INSTRUÇÃO 1: Traduza para o inglês esta frase da resenha sobre a peça “Em nome da mãe”: “Esse trânsito também confere leveza a um espetáculo que poderia ser muito denso e pesado, já que é inevitavelmente pesada a violência que atravessa a vida de todas as mulheres há tantos séculos.”
======== TRECHO SELECIONADO
Dessa vez não será em nome do pai, do filho e do espírito santo, nem de nenhum outro
homem, arquétipo ou figura masculina que a história vai girar. No espetáculo de Suzana Nascimento (que também assina a dramaturgia), “Em nome da mãe”, é finalmente outra a perspectiva. A peça, que fez temporada no Teatro Adolpho Bloch, no Rio, em agosto, e que ganhou sessões extras em setembro devido ao sucesso de público e à casa lotada, é efetivamente um trabalho emocionante, graças à entrega de Suzana à personagem Maria de Nazaré, mãe de Jesus.
Além de abordar todos os aspectos de conservadorismo e misoginia que insistentemente ainda desfilam sob nossos olhos – em seus formatos contemporâneos, em recauchutadas roupagens – nas notícias, nas manchetes, nas redes sociais, na vida acontecendo do nosso lado o tempo todo, além disso há um trânsito muito interessante que Suzana executa com destreza, ao passar, em algumas ocasiões instantaneamente, da personagem Maria a ela mesma Suzana, com suas características mineiras, com as histórias de sua família e as histórias culturais que compartilha com a plateia de forma bem-humorada, como é o caso do pão de Jesus.
Esse trânsito também confere leveza a um espetáculo que poderia ser muito denso e pesado, já que é inevitavelmente pesada a violência que atravessa a vida de todas as mulheres há tantos séculos. Não há como fugir ao peso e dar tratos à bola de modo leviano, mas saber misturar uma bossa agradavelmente mineira no jogo de cena enriquece a experiência e traz ao palco algum alívio, necessário para seguir adiante no monólogo. Especialmente para nós, mulheres, que iremos reconhecer a familiaridade daquilo que nos é mostrado com aquilo que vemos e vivemos. No espetáculo, o jogo entre o passado e o presente se materializa em algumas cenas inesperadas e divertidas, como a do telefone celular, em que a atriz, repentinamente, recebe uma chamada de sua mãe, mas que é ao mesmo tempo um diálogo com a atriz e com Maria de Nazaré. Ou quando há citações ao texto bíblico na inconfundível voz em off de Cid Moreira. São ainda mais interessantes os momentos em que, nesse trânsito de contextos temporais e culturais e das personagens assumidas por Suzana Nascimento, informações atuais nada fictícias (e, por isso mesmo, estarrecedoras) são compartilhadas com a plateia. Esse é o caso da famigerada legítima defesa da honra, tese que foi muito usada no Brasil até 2021, e que protegia de penas severas homens que cometessem feminicídios ou outras agressões contra mulheres, caso tais crimes supostamente se pautassem em seu sentimento de indignidade diante de qualquer ato que achassem reprováveis cometidos por suas esposas e que ferissem aquilo que entendessem como “sua honra”, essa abstração que talvez só os homens mesmo pudessem ter e esbanjar. Em termos corriqueiros, esse absurdo.
================
INSTRUÇÃO 2: Informe quantas linhas dos registros contêm a palavra "railway". Responda somente com o número.
======== LISTA DE REGISTROS
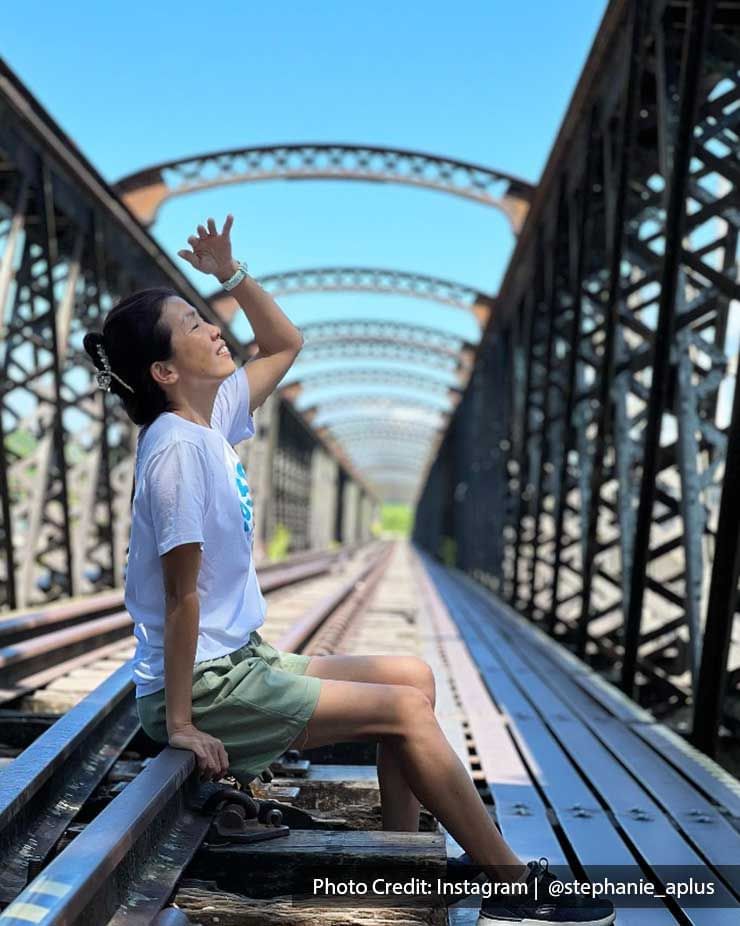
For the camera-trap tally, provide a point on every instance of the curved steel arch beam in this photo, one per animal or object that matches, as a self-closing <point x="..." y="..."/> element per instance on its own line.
<point x="364" y="280"/>
<point x="354" y="374"/>
<point x="361" y="400"/>
<point x="451" y="400"/>
<point x="145" y="190"/>
<point x="382" y="426"/>
<point x="383" y="328"/>
<point x="352" y="441"/>
<point x="389" y="460"/>
<point x="385" y="349"/>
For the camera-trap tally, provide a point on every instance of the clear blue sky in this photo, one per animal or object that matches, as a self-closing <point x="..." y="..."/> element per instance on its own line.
<point x="136" y="83"/>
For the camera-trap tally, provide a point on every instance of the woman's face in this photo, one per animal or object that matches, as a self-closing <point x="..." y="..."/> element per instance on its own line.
<point x="195" y="346"/>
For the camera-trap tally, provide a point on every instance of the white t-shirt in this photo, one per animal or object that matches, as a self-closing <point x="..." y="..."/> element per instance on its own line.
<point x="191" y="487"/>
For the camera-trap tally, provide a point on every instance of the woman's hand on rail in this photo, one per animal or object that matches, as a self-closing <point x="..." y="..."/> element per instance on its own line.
<point x="213" y="760"/>
<point x="212" y="251"/>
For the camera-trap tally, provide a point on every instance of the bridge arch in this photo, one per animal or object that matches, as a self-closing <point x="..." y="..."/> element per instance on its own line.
<point x="146" y="190"/>
<point x="365" y="280"/>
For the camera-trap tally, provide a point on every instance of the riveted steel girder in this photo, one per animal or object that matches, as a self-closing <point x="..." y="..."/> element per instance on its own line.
<point x="69" y="250"/>
<point x="611" y="362"/>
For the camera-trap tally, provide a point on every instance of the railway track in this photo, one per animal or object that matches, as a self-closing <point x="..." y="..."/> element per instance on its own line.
<point x="125" y="863"/>
<point x="38" y="647"/>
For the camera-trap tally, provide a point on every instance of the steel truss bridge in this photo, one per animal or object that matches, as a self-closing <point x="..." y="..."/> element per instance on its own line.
<point x="574" y="457"/>
<point x="602" y="499"/>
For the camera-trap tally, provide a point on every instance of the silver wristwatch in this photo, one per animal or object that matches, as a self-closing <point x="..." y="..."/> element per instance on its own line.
<point x="236" y="278"/>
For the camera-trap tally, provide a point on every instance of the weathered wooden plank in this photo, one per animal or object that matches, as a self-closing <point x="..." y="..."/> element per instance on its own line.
<point x="219" y="908"/>
<point x="659" y="843"/>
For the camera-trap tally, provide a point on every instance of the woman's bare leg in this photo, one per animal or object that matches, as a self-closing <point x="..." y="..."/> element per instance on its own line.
<point x="401" y="714"/>
<point x="399" y="805"/>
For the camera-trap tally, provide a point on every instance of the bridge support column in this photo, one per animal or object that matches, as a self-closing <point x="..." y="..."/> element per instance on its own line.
<point x="323" y="499"/>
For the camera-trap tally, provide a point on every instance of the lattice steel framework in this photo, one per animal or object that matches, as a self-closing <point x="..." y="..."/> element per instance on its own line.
<point x="68" y="251"/>
<point x="146" y="190"/>
<point x="622" y="451"/>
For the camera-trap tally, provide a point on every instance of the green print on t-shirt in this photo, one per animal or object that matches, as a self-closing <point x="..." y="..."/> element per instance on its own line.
<point x="245" y="498"/>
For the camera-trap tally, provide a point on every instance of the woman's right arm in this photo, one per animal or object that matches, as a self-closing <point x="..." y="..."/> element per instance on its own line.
<point x="182" y="614"/>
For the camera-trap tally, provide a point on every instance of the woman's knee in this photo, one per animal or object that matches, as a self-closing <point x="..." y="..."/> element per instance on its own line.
<point x="414" y="708"/>
<point x="421" y="676"/>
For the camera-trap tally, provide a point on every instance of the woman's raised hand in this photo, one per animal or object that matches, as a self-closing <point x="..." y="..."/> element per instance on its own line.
<point x="212" y="251"/>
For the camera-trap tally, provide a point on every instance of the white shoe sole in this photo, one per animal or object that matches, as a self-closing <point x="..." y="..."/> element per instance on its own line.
<point x="489" y="921"/>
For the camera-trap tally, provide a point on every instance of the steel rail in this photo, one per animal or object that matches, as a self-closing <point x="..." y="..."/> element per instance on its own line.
<point x="153" y="820"/>
<point x="22" y="624"/>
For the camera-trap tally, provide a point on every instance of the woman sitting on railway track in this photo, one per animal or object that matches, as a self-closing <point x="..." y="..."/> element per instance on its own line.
<point x="205" y="678"/>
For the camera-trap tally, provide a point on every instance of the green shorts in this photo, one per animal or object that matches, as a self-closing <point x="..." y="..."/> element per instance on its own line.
<point x="256" y="700"/>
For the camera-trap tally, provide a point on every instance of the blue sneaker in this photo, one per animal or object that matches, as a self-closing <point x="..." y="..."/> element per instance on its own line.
<point x="540" y="909"/>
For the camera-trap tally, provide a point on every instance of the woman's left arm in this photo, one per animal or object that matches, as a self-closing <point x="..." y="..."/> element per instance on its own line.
<point x="278" y="339"/>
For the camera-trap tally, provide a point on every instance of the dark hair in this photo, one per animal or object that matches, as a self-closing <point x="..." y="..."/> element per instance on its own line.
<point x="135" y="336"/>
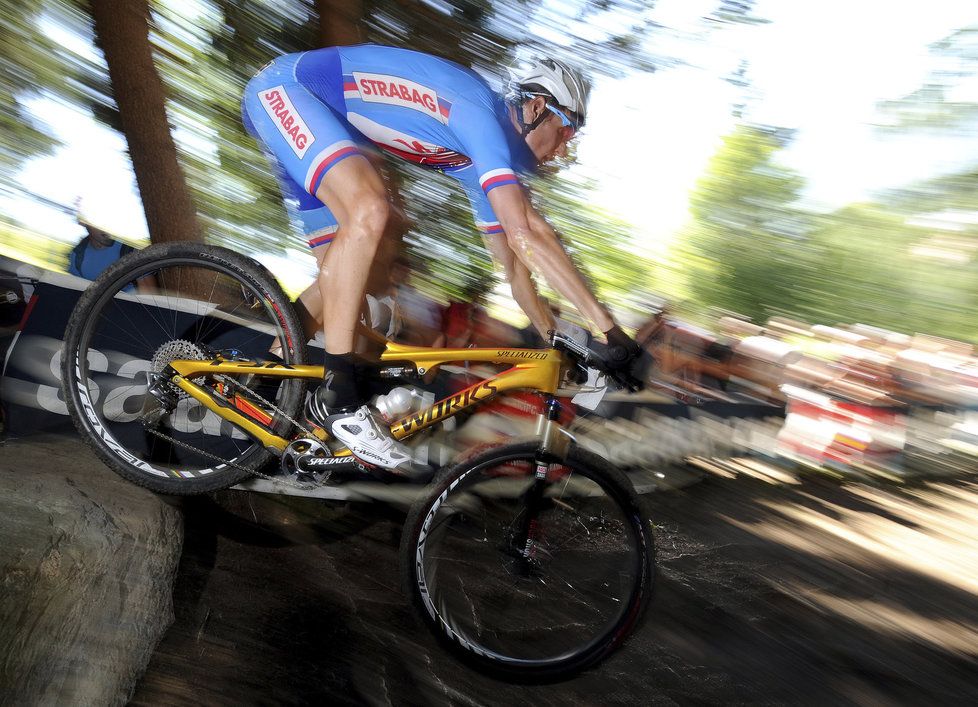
================
RESPOSTA DO EXERCÍCIO 1: This back-and-forth also lends lightness to a show that could be very dense and heavy, since the violence that has run through the lives of all women for so many centuries is inevitably heavy.

RESPOSTA DO EXERCÍCIO 2: 2